> **YOUR INSTRUCTIONS**: Copy the data below word for word, keeping every line in its original order.

> **EXTRACTED INFORMATION**:
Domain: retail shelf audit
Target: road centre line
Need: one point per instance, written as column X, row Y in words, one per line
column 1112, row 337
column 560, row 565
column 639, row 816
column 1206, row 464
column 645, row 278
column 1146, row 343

> **RESPONSE TO THE EXERCISE**:
Domain: retail shelf audit
Target: road centre line
Need: one point per instance, written as column X, row Y in words, one per line
column 1112, row 337
column 560, row 565
column 639, row 816
column 1206, row 464
column 645, row 278
column 1146, row 343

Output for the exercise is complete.